(DESCRIPTION OF THE TASK): Would you copy exactly the lines in the data below from the one that has "597, row 288." through the one that has "750, row 30.", dropping any pictures?

>>>>

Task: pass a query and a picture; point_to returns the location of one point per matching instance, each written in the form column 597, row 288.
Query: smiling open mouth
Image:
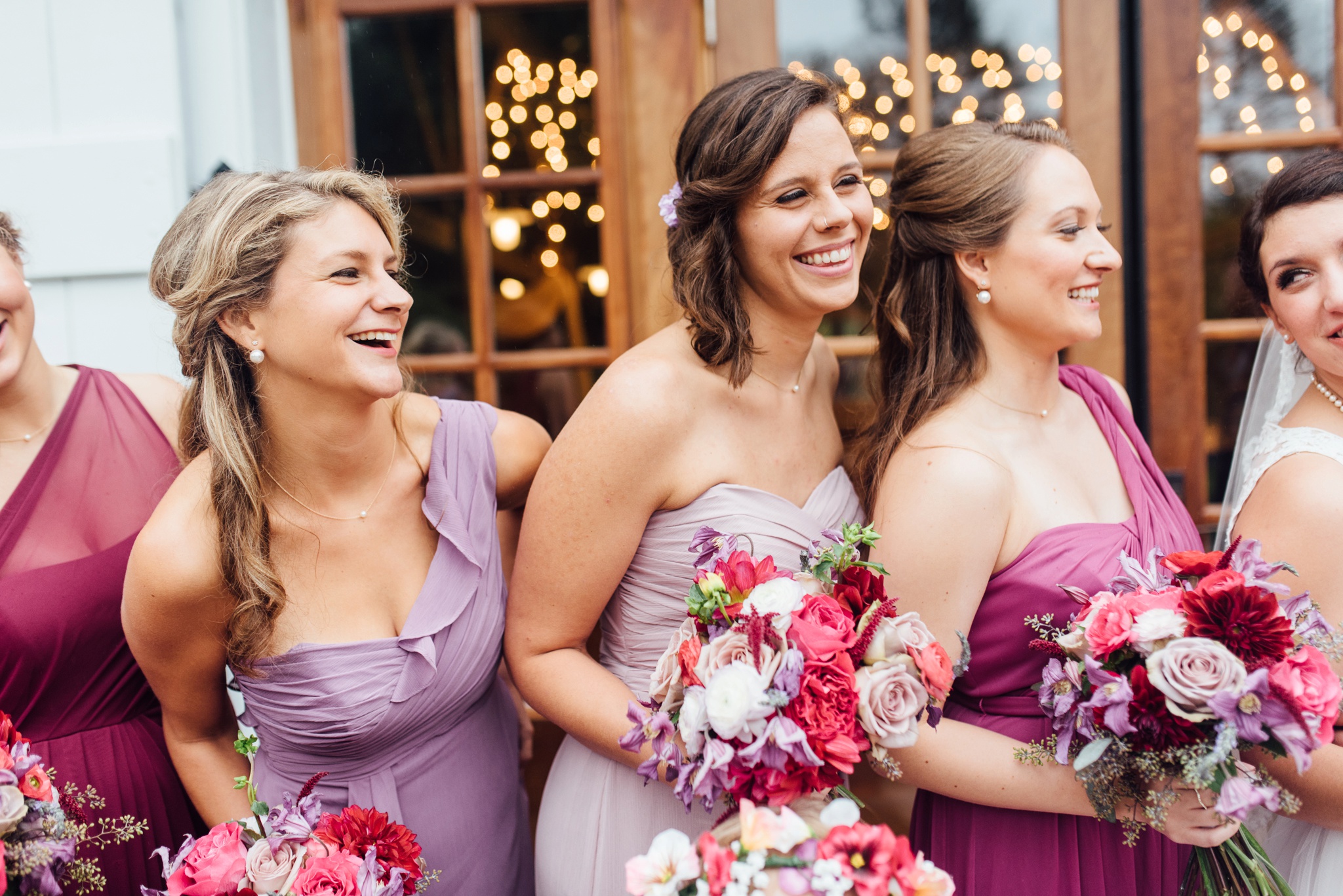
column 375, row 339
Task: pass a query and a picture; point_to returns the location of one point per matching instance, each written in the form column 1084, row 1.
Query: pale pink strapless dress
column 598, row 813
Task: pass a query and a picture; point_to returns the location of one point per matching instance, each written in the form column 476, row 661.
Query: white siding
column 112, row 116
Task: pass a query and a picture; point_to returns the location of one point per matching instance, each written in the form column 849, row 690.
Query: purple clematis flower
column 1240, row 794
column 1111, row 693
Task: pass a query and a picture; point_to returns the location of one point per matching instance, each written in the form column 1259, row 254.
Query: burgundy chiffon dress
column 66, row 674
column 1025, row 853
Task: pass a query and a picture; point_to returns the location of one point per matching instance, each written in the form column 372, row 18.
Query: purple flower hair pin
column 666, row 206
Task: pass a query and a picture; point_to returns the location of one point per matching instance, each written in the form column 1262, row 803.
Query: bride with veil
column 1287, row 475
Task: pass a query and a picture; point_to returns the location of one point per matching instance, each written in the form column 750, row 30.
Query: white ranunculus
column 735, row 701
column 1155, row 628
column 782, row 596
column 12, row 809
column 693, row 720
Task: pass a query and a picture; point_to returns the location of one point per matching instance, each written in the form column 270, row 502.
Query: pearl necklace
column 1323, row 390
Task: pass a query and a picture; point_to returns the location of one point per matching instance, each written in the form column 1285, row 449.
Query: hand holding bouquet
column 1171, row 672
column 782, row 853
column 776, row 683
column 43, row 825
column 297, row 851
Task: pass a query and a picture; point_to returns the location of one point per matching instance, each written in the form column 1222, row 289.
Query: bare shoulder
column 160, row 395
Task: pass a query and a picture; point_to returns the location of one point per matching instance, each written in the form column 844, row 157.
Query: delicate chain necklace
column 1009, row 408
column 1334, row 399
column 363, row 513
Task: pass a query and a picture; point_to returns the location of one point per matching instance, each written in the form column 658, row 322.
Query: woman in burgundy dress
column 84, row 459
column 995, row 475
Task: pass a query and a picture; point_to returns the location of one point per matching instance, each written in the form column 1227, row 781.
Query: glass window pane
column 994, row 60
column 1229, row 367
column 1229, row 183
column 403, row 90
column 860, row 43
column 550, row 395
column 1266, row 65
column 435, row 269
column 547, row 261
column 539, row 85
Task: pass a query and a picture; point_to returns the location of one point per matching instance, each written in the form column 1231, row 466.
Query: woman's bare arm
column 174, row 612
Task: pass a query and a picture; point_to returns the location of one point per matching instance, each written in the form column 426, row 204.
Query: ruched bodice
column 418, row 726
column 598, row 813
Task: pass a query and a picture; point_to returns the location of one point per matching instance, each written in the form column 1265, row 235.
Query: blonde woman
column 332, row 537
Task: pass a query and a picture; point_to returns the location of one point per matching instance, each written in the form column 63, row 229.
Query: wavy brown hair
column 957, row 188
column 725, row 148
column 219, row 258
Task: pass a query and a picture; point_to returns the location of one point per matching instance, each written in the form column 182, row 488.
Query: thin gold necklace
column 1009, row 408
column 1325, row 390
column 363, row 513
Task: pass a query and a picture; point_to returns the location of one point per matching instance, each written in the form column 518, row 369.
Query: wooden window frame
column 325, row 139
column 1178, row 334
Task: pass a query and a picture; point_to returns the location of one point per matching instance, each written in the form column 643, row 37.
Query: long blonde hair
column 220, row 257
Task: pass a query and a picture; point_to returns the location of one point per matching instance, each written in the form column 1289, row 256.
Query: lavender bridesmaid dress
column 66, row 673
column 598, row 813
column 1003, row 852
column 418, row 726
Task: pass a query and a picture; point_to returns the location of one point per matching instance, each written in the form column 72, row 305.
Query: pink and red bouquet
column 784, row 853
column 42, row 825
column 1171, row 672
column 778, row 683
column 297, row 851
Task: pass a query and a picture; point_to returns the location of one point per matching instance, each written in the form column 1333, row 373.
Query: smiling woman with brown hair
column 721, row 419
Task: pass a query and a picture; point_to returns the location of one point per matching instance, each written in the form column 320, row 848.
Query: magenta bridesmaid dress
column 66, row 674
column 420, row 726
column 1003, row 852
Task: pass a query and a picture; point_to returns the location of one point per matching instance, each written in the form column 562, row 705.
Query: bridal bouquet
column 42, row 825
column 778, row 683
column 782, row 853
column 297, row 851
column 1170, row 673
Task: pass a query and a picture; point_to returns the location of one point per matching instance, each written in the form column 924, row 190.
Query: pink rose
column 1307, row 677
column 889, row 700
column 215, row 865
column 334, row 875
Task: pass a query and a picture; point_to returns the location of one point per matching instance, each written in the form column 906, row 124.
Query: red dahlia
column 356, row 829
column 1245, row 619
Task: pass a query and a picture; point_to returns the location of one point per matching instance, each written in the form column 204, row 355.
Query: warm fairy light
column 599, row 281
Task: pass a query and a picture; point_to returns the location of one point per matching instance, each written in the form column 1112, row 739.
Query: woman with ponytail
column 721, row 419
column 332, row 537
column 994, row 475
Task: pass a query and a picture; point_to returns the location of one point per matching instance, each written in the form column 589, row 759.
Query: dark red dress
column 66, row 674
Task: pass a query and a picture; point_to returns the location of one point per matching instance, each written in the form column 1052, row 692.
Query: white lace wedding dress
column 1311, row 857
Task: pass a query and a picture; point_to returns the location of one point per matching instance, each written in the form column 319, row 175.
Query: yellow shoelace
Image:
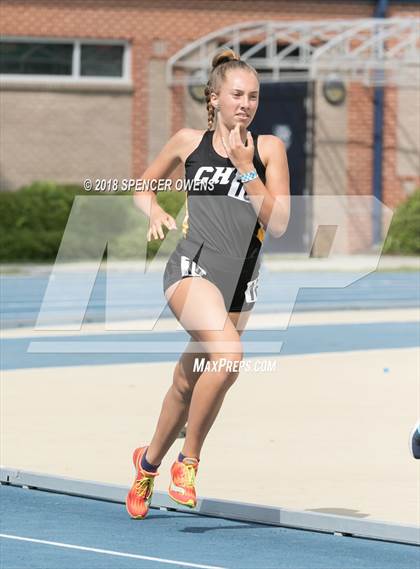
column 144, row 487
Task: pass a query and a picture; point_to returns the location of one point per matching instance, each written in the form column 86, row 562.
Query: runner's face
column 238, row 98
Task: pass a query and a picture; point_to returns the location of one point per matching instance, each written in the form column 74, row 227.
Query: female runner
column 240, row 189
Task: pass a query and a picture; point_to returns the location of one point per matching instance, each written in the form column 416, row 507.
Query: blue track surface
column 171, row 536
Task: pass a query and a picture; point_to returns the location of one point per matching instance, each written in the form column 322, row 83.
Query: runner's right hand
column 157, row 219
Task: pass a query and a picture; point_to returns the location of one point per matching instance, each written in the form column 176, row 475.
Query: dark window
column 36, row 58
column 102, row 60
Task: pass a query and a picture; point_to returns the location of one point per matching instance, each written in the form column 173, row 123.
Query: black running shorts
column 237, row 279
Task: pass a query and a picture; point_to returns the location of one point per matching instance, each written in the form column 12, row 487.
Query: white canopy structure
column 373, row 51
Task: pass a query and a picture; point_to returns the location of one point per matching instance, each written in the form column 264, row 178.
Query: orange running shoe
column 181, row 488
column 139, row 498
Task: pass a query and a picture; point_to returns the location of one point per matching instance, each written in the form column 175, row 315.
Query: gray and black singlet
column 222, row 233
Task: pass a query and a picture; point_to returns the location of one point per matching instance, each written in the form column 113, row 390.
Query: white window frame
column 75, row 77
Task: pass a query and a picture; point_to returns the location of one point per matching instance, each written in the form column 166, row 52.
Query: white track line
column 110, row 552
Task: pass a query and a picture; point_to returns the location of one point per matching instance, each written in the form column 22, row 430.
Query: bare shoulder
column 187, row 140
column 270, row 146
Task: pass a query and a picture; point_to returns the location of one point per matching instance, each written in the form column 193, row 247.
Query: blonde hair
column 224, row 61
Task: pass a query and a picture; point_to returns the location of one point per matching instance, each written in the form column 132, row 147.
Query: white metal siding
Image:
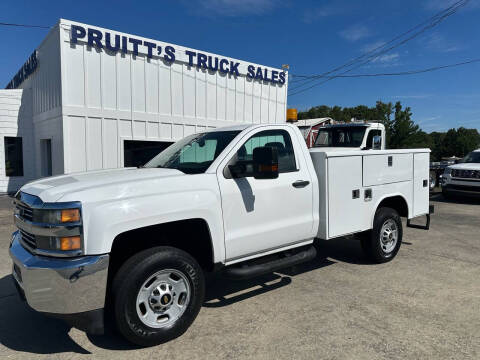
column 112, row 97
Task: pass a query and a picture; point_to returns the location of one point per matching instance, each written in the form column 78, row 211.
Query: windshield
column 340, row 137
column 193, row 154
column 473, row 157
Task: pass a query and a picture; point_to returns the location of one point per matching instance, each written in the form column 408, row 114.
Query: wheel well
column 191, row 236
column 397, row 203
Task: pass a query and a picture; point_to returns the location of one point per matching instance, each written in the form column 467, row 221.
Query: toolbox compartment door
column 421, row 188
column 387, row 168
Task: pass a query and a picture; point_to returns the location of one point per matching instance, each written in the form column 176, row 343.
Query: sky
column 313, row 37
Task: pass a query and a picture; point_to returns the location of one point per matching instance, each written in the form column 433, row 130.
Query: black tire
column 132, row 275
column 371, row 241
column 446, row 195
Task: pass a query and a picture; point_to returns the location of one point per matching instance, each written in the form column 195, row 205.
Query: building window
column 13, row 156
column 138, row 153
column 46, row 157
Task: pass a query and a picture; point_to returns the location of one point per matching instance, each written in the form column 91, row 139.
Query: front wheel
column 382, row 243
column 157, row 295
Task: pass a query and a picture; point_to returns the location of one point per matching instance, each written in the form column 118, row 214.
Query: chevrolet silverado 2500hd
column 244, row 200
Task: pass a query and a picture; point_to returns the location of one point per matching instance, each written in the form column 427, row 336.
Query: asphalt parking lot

<<<<
>>>>

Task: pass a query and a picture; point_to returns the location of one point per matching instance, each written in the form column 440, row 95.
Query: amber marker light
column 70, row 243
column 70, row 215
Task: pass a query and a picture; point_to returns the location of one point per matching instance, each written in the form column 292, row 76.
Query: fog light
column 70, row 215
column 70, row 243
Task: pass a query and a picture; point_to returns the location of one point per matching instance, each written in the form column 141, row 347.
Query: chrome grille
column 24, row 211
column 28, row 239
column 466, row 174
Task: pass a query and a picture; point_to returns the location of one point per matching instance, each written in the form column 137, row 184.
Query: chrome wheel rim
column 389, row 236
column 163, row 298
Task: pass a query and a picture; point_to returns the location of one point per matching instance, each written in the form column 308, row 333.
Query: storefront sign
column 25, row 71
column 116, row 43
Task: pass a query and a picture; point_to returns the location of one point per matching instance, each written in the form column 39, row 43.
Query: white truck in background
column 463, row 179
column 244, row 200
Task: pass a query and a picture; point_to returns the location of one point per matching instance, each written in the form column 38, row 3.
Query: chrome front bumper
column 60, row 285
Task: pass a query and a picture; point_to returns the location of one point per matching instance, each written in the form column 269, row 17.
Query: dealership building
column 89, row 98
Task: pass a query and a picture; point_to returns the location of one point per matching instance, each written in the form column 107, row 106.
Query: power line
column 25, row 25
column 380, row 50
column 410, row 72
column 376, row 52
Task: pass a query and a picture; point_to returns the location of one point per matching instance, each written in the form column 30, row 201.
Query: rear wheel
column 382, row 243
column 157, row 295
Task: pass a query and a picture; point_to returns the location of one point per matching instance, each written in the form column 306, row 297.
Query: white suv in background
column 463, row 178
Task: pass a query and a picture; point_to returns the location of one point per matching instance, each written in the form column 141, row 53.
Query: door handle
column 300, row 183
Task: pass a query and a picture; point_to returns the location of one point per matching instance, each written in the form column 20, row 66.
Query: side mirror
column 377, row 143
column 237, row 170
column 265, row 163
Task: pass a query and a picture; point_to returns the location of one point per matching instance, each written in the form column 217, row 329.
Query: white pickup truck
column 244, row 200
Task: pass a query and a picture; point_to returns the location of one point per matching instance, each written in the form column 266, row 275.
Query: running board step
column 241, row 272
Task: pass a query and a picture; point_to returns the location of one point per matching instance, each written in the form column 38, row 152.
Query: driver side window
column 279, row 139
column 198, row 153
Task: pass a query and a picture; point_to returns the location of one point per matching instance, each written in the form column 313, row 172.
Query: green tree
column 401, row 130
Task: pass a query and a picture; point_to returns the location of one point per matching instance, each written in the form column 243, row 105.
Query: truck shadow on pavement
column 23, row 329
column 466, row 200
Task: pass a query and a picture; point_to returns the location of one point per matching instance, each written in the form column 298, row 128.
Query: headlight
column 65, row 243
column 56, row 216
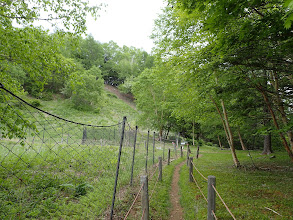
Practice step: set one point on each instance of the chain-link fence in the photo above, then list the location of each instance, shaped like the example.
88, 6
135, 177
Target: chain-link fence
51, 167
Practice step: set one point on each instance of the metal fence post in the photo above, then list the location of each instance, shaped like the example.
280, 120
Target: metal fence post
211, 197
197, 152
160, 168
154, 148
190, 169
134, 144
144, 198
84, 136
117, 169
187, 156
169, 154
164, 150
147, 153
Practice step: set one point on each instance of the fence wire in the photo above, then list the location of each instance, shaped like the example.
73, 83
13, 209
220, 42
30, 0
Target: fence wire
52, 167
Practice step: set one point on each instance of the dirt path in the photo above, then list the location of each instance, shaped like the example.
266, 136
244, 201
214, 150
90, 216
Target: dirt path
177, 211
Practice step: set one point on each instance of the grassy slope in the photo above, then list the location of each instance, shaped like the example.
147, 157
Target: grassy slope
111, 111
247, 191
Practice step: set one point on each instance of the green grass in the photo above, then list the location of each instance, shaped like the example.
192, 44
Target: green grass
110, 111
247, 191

<<<<
>>>>

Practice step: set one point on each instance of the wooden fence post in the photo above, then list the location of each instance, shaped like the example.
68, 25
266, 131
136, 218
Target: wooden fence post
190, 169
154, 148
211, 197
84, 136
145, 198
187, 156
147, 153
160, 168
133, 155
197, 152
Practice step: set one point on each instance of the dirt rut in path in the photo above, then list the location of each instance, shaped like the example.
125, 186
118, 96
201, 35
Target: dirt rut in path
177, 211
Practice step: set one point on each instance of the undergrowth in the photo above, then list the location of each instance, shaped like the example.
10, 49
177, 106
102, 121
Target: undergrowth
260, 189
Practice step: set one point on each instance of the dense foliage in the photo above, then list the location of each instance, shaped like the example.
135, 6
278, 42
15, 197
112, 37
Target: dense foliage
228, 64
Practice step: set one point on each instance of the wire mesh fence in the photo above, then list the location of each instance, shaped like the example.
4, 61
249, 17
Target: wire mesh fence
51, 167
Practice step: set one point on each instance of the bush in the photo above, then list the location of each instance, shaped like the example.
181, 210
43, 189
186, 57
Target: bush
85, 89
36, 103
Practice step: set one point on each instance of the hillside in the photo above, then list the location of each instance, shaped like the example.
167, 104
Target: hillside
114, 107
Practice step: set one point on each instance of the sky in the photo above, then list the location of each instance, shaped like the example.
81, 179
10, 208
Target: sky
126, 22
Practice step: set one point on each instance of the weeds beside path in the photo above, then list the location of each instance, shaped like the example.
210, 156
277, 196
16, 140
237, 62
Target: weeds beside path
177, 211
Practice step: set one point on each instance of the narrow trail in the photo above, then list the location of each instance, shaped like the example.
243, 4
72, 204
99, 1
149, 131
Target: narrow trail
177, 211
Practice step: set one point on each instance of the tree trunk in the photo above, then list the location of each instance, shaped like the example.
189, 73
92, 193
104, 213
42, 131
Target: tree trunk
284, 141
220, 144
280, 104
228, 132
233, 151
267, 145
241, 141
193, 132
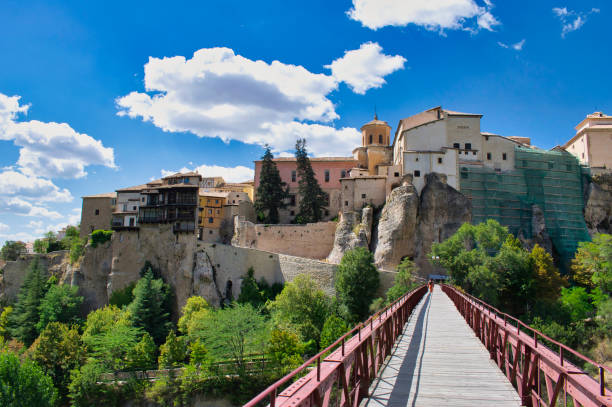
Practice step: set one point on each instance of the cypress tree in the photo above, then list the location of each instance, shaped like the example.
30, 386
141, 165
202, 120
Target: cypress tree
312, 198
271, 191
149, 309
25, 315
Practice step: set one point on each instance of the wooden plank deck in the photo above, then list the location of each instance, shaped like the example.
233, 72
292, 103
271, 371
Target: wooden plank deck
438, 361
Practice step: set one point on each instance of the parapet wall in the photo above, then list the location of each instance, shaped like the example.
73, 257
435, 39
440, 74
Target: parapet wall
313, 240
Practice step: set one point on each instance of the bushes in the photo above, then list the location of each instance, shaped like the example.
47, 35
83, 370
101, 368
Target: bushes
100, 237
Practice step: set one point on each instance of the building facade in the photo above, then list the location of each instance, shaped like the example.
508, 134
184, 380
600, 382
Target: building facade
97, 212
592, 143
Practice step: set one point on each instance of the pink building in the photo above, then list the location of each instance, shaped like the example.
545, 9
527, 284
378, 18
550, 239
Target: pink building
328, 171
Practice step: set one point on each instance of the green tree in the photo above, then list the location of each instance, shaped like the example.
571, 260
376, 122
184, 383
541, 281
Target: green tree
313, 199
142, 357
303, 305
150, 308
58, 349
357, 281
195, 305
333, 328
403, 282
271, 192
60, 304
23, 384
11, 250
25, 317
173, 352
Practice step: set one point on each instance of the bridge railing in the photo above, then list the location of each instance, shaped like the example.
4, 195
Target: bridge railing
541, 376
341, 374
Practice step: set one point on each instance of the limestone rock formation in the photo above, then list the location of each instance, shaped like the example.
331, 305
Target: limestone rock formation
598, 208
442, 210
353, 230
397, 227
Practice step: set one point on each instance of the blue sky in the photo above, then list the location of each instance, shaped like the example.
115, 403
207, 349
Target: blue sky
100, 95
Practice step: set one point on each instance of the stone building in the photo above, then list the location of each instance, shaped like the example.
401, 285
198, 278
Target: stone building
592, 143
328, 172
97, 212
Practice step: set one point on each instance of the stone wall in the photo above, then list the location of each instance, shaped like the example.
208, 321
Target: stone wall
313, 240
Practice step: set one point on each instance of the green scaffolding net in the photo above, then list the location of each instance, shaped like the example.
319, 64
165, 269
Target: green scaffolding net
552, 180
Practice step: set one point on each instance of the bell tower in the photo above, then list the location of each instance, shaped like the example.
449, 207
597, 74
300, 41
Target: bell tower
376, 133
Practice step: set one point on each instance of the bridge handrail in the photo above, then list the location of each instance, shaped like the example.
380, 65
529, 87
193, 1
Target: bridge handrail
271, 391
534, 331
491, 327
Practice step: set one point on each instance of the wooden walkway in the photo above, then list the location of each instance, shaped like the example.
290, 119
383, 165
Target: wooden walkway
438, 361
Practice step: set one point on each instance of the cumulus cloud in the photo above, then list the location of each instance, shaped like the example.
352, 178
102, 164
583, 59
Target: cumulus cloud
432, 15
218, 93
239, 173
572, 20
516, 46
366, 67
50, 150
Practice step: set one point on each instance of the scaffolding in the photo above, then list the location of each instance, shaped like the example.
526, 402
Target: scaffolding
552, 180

<<<<

(OUTPUT BELOW):
Task: pass a query and a picture; point_to returns the location of one point per matching instance, each written in the form column 597, row 288.
Query: smiling open mouth
Image:
column 375, row 339
Task: pass a query and a picture; point_to returns the location of one point per matching instance, each written in the form column 1084, row 1.
Query: pale pink strapless dress
column 598, row 813
Task: pass a query and a picture; point_to returns the location of one point per matching instance, each written in the form column 476, row 661.
Query: white siding
column 112, row 116
Task: pass a query and a picture; point_to returns the location of one point per matching instance, each written in the form column 849, row 690.
Query: purple clematis flower
column 1240, row 794
column 1111, row 693
Task: pass a query and a picture; point_to returns the location of one point per matching instance, each written in the form column 1259, row 254.
Query: burgundy chiffon dress
column 66, row 674
column 1025, row 853
Task: pass a query and a picture; point_to returns the location of one point per matching instance, each written in the form column 372, row 18.
Query: purple flower hair pin
column 666, row 206
Task: pass a query and a picture; point_to returns the location of one point per matching instance, each written in the form column 1262, row 803.
Query: bride with veil
column 1287, row 475
Task: pass a query and a picture; point_to returns the location of one point per matching instance, each written in the form column 750, row 30.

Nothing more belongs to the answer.